Description of the task => How many lines in the entries below contain the string "votive"? Matching is case-sensitive; reply with the number alone.

Image object location entries:
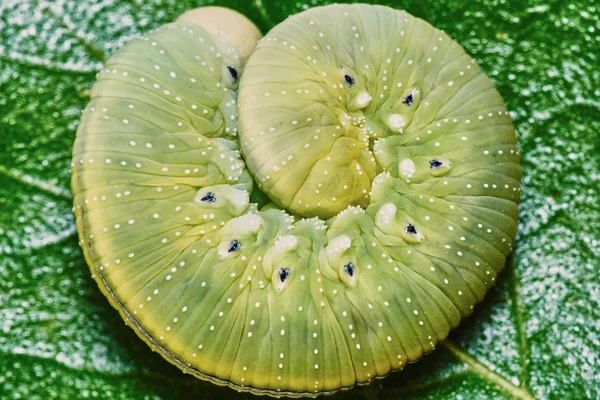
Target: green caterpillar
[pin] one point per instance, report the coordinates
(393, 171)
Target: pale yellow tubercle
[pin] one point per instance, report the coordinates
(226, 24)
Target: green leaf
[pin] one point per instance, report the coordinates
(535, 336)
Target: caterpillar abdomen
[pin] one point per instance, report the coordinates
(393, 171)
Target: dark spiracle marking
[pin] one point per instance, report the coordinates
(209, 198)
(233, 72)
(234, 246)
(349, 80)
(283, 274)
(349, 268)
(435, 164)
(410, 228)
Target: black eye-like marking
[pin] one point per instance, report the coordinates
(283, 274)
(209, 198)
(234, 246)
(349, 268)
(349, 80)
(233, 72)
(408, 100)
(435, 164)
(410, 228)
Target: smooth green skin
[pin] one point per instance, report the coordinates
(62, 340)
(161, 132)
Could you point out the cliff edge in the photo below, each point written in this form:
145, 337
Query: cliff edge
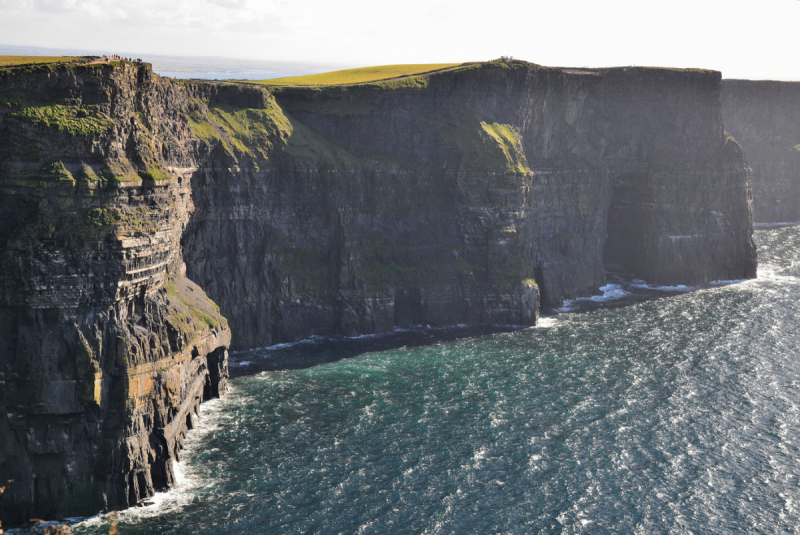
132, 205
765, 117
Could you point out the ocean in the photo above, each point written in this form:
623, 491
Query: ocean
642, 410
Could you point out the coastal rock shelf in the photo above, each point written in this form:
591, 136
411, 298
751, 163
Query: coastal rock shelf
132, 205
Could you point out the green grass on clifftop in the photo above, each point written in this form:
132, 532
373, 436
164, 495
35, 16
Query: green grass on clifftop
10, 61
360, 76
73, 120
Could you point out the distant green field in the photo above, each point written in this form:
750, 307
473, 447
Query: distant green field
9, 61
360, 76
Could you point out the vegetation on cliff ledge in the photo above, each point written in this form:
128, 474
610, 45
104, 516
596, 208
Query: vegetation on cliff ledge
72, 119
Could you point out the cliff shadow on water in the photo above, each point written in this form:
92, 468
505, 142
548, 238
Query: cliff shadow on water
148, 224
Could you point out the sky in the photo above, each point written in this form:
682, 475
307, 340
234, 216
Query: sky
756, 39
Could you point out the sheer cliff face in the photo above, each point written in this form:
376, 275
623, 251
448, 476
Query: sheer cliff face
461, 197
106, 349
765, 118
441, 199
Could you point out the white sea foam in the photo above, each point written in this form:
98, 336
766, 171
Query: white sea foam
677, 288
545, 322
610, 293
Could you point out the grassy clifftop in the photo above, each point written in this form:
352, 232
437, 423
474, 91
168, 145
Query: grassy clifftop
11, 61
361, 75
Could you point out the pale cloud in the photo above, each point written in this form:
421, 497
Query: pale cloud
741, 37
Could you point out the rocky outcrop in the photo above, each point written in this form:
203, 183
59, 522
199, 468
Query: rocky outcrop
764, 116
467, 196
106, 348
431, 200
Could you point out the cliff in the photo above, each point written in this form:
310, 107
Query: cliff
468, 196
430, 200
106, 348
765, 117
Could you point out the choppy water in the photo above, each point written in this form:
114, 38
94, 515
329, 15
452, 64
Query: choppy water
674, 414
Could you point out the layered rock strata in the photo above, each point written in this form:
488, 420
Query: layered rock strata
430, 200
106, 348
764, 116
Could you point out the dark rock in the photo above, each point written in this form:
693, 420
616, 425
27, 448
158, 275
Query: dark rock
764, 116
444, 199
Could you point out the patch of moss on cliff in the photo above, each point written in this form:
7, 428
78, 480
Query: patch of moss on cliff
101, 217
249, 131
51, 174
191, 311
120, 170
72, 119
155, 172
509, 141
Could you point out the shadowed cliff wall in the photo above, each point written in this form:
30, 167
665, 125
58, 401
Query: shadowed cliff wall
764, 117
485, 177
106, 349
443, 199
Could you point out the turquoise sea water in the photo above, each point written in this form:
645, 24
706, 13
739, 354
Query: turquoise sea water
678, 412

* * *

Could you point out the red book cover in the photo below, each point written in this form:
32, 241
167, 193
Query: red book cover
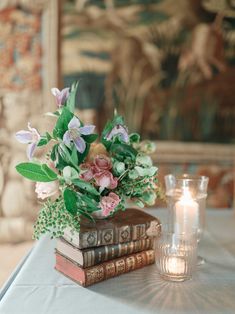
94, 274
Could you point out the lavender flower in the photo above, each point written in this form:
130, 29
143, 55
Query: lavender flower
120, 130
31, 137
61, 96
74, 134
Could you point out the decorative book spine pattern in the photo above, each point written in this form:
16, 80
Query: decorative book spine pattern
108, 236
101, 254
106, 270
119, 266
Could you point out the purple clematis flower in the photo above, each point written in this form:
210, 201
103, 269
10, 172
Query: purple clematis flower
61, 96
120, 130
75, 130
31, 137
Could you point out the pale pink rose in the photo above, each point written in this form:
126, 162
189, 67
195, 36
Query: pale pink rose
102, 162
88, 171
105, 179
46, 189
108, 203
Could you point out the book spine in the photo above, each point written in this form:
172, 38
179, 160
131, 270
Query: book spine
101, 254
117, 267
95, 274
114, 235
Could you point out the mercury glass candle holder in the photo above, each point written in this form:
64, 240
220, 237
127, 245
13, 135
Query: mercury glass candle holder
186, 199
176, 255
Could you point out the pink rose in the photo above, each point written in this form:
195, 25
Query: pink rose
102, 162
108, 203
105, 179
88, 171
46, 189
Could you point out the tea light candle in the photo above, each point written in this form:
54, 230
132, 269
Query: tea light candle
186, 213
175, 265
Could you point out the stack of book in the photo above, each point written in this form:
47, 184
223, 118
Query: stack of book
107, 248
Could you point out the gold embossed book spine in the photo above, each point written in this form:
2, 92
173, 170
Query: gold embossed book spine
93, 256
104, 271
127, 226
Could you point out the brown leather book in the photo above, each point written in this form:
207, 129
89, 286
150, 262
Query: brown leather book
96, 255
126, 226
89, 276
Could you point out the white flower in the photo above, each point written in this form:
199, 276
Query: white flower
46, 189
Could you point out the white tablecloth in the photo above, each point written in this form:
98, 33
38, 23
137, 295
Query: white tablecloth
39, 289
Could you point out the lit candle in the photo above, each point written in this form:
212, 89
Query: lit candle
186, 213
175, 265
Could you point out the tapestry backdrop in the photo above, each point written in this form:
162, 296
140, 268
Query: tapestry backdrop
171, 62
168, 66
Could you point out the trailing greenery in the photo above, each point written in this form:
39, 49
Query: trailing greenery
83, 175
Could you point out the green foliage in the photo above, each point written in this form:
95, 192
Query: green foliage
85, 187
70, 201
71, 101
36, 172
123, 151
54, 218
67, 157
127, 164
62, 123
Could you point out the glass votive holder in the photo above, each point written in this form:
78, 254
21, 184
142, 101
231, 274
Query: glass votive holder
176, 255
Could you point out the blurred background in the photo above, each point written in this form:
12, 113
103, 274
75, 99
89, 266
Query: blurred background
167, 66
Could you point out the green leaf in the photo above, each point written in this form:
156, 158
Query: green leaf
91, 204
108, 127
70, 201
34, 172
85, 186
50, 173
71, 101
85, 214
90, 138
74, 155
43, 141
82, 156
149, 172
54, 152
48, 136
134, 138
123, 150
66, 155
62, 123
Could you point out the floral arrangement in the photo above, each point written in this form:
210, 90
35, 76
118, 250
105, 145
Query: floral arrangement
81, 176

Result of the exercise => 2